_Records from a collection_.
*** Begin section ***

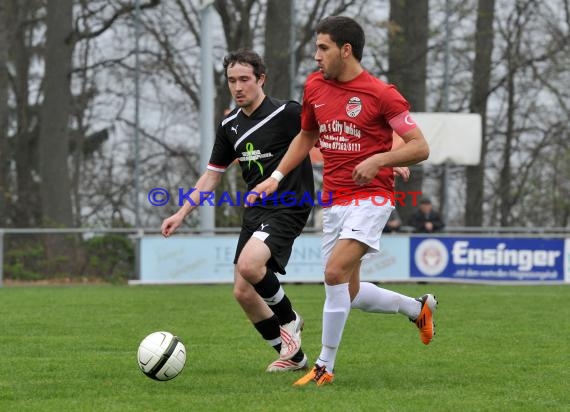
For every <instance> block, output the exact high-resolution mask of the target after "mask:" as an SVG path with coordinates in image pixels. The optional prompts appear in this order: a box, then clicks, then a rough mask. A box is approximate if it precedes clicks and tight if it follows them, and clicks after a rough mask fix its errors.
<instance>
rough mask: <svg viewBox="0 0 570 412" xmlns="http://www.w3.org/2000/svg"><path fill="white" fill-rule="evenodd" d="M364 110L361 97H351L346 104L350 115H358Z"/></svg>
mask: <svg viewBox="0 0 570 412" xmlns="http://www.w3.org/2000/svg"><path fill="white" fill-rule="evenodd" d="M361 110H362V101H361V100H360V97H356V96H355V97H351V98H350V100H349V101H348V103H347V104H346V114H347V115H348V117H356V116H358V115H359V114H360V111H361Z"/></svg>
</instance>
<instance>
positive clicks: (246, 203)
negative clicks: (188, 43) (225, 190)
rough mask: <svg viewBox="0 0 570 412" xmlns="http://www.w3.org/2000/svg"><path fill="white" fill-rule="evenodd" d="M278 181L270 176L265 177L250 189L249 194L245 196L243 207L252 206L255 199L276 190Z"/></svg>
mask: <svg viewBox="0 0 570 412" xmlns="http://www.w3.org/2000/svg"><path fill="white" fill-rule="evenodd" d="M278 186H279V182H278V181H277V180H275V179H274V178H272V177H269V178H267V179H265V180H264V181H263V182H261V183H260V184H258V185H257V186H255V187H254V188H253V190H251V191H250V194H249V195H247V197H246V198H245V202H244V203H245V205H244V206H245V207H250V206H253V204H254V203H255V201H256V200H257V199H261V198H262V197H265V196H269V195H270V194H272V193H273V192H275V191H276V190H277V187H278Z"/></svg>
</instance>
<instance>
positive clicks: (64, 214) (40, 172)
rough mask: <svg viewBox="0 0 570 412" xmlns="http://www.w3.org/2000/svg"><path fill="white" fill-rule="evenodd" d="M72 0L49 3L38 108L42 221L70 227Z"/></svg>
mask: <svg viewBox="0 0 570 412" xmlns="http://www.w3.org/2000/svg"><path fill="white" fill-rule="evenodd" d="M72 8H73V0H61V1H60V2H57V4H56V2H53V1H52V2H48V4H47V15H46V16H47V17H46V46H45V76H44V100H43V103H42V107H41V109H40V119H41V120H40V134H39V153H40V176H41V185H40V187H41V189H40V193H41V199H42V214H43V223H44V224H45V225H47V226H53V225H56V226H60V225H61V226H65V227H71V226H73V214H72V208H71V197H70V195H71V192H70V189H71V185H70V179H69V171H68V168H67V161H68V157H69V134H68V125H69V120H70V112H71V92H70V83H71V78H70V73H71V57H72V53H73V43H72V42H71V41H70V35H71V33H72V30H73V26H72V24H73V19H72V15H73V9H72Z"/></svg>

*** End section ***

Print, from the entries above, the line with "181L270 176L265 177L250", the line with "positive clicks: (64, 214) (40, 172)" and all lines between them, exactly and with nothing else.

rough mask: <svg viewBox="0 0 570 412" xmlns="http://www.w3.org/2000/svg"><path fill="white" fill-rule="evenodd" d="M278 181L270 176L265 177L250 189L249 194L245 196L243 207L252 206L255 199L276 190Z"/></svg>
mask: <svg viewBox="0 0 570 412" xmlns="http://www.w3.org/2000/svg"><path fill="white" fill-rule="evenodd" d="M278 186H279V182H278V181H277V180H275V179H274V178H272V177H269V178H267V179H265V180H264V181H263V182H261V183H260V184H258V185H257V186H255V187H254V188H253V190H251V191H250V194H249V195H247V197H246V198H245V202H244V203H245V205H244V206H245V207H250V206H253V204H254V203H255V201H256V200H257V199H261V198H262V197H265V196H269V195H270V194H272V193H273V192H275V191H276V190H277V187H278Z"/></svg>
</instance>
<instance>
positive clicks: (64, 214) (40, 172)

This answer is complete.